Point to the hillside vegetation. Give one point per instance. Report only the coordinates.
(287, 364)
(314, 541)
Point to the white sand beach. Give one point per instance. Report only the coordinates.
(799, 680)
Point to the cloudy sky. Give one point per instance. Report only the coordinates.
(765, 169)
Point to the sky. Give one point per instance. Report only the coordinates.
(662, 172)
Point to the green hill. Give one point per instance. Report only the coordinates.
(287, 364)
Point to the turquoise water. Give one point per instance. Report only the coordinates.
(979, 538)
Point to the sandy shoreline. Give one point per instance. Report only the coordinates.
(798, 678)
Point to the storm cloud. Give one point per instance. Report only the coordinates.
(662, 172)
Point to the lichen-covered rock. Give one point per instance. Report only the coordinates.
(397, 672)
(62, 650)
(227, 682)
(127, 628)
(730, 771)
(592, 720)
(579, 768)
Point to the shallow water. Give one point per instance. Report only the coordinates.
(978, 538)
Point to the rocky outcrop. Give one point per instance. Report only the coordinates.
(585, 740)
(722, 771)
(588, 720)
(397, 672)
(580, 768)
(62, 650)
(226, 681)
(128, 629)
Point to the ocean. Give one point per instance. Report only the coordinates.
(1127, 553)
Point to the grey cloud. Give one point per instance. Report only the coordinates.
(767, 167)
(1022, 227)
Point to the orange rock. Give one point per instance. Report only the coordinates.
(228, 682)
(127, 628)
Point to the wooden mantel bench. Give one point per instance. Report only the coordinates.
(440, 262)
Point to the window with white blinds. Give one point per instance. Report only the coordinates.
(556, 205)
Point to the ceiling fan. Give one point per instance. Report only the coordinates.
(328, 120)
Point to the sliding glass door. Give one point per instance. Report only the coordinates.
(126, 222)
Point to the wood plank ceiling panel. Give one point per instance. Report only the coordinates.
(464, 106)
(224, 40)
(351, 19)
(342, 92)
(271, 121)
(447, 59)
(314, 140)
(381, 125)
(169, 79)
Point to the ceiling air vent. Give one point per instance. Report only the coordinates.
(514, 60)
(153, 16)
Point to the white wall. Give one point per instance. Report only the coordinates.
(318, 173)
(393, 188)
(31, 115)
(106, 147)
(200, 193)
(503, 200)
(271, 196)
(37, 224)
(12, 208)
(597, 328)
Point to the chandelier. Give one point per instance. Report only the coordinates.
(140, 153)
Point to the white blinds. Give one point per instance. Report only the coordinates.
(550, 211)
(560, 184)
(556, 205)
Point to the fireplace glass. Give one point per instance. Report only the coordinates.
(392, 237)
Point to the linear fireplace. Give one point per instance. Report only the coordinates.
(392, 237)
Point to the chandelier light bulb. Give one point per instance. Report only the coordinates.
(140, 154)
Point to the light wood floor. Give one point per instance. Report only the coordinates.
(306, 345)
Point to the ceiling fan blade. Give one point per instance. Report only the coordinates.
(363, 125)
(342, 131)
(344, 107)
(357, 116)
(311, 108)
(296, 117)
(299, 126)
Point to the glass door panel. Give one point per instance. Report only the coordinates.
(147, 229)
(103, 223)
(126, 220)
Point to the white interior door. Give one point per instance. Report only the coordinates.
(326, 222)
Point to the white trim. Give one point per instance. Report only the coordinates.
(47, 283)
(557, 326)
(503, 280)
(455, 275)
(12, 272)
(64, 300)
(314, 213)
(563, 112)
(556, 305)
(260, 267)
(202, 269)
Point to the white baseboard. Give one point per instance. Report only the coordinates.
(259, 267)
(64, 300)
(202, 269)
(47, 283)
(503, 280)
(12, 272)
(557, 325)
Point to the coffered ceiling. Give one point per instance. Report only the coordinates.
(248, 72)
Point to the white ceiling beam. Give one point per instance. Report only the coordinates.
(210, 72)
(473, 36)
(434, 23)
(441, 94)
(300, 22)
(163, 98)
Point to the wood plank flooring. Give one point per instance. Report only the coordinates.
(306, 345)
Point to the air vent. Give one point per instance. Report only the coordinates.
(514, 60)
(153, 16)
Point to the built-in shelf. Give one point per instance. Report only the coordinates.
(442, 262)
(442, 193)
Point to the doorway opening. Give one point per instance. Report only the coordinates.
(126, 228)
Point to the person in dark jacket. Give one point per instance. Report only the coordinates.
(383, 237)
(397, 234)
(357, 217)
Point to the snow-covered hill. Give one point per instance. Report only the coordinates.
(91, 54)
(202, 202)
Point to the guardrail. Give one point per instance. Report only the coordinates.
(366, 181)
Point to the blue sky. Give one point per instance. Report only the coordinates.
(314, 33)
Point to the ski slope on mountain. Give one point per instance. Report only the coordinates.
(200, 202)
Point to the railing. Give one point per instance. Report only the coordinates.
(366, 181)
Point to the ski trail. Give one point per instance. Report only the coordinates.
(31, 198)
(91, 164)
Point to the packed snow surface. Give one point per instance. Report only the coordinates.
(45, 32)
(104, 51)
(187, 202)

> [EXERCISE INSTRUCTIONS]: Reproduce the material above without altering a single character.

> [THE COMPLETED TASK]:
Point to the hillside vegetation. Give one point per instance. Report only the coordinates.
(287, 364)
(314, 541)
Point to the white sand beach. Give one point per instance. Report only the coordinates.
(799, 680)
Point to the cloudy sky. Give one point per instance. Report only the coordinates.
(765, 169)
Point to the sky. Give one point per instance. Report only the coordinates.
(662, 172)
Point to the green hill. Give one point per instance. Report only the coordinates.
(287, 364)
Point to the turquoise water. Give one point per instance. Report only the coordinates.
(979, 538)
Point to the sandy shoreline. Give one point per instance. Report only the coordinates.
(798, 678)
Point to the storm cloud. Give one point per instance. Report only the coordinates.
(662, 172)
Point to the lichen-covered rock. Give one point per instance. Report only the coordinates.
(397, 672)
(62, 650)
(227, 682)
(127, 628)
(730, 771)
(592, 720)
(579, 768)
Point to the shallow water. Give one point per instance. Report only the coordinates.
(978, 538)
Point to the rocky outcrop. Give one point per instance. Report only the coordinates.
(585, 740)
(722, 771)
(588, 720)
(397, 672)
(580, 768)
(62, 650)
(226, 681)
(128, 629)
Point to the ocean. Give one point per instance. Report only the coordinates.
(1127, 553)
Point to the grey cloud. Give one point per instance. Report only the coordinates.
(767, 167)
(1022, 227)
Point to the orange rock. Give one point per instance. Report only the coordinates.
(228, 682)
(127, 628)
Point to the wooden mantel bench. Give one point per instance. Report only the coordinates.
(440, 262)
Point to the window with white blinds. Give one point per instance. Report only the coordinates.
(556, 205)
Point to the ceiling fan. Give one point per instance. Report only the coordinates.
(328, 120)
Point to the sliding glass door. Give one point per instance. Report only the coordinates.
(126, 222)
Point to the wood plank ceiling panel. Give one point per instance. Report only the coordinates.
(464, 106)
(224, 40)
(351, 19)
(342, 92)
(271, 121)
(447, 59)
(314, 140)
(381, 125)
(169, 79)
Point to the ceiling air vent. Give one point per instance. Report only the coordinates.
(514, 60)
(153, 16)
Point to the white wall. Give one point per instance. Report only the coordinates.
(318, 173)
(393, 188)
(31, 115)
(106, 147)
(200, 193)
(503, 200)
(271, 196)
(37, 224)
(12, 208)
(597, 328)
Point to the chandelier. Give one point per instance. Report only the coordinates.
(140, 153)
Point to the white blinds. Give one point per instance. Report only the coordinates.
(550, 211)
(560, 184)
(556, 205)
Point to the fireplace glass. Give one point per instance. Report only the coordinates.
(392, 237)
Point to the linear fireplace. Give one point per instance. Report only the coordinates.
(392, 237)
Point to the chandelier light bulb. Give one point per instance. Report only the coordinates.
(140, 154)
Point to the light wood floor. Give one point per instance. Report only the coordinates.
(306, 345)
Point to the ceiling fan blade. Give one point per instance. Report only the coordinates.
(363, 125)
(342, 131)
(344, 107)
(357, 116)
(311, 108)
(296, 117)
(299, 126)
Point to the glass door panel. Give one point per instance. Report only the coordinates.
(147, 229)
(103, 223)
(126, 220)
Point to the white interior door. Give one point per instance. Report only the coordinates.
(326, 222)
Point to the white trim. Give one point per instance. Report only the coordinates.
(47, 283)
(557, 326)
(503, 280)
(455, 275)
(12, 272)
(64, 300)
(314, 213)
(563, 112)
(556, 305)
(260, 267)
(202, 269)
Point to the white baseboard. Give one point per instance. Report only the coordinates.
(259, 267)
(64, 300)
(202, 269)
(47, 283)
(503, 280)
(12, 272)
(557, 325)
Point to the coffered ceiling. Give one point per instance. Report only the coordinates.
(248, 72)
Point to the white ceiling beam. Give one point per instance. Report only the coordinates.
(210, 72)
(473, 36)
(434, 23)
(441, 94)
(300, 22)
(163, 98)
Point to the wood plank flooring. Give one point per instance. Report only the coordinates.
(306, 345)
Point to the air vent. Give one point per instance. Report only the coordinates.
(514, 60)
(153, 16)
Point to the built-in shelf. Give one point per instance. Report only the coordinates.
(442, 262)
(442, 193)
Point to the doorway opening. Give one point per instance. Report only the coordinates.
(126, 228)
Point to the person in dark jacket. Give one point per instance. Report only the coordinates.
(383, 237)
(397, 234)
(357, 217)
Point to the snow-covered hill. Give one point per instance. Report only the coordinates.
(91, 54)
(202, 202)
Point to the guardrail. Give one point per instance. Report only the coordinates.
(366, 181)
Point to the blue sky. Give one point per instance. Report only the coordinates.
(314, 33)
Point to the ski slope on mountain. Give one point per instance. Report only the coordinates.
(200, 202)
Point to the railing. Give one point per instance. Report only the coordinates.
(366, 181)
Point to the ski trail. Give one point per instance. Report only the coordinates.
(31, 198)
(91, 164)
Point to the packed snow surface. Give one point per instance. Report only the coordinates.
(45, 32)
(104, 51)
(187, 202)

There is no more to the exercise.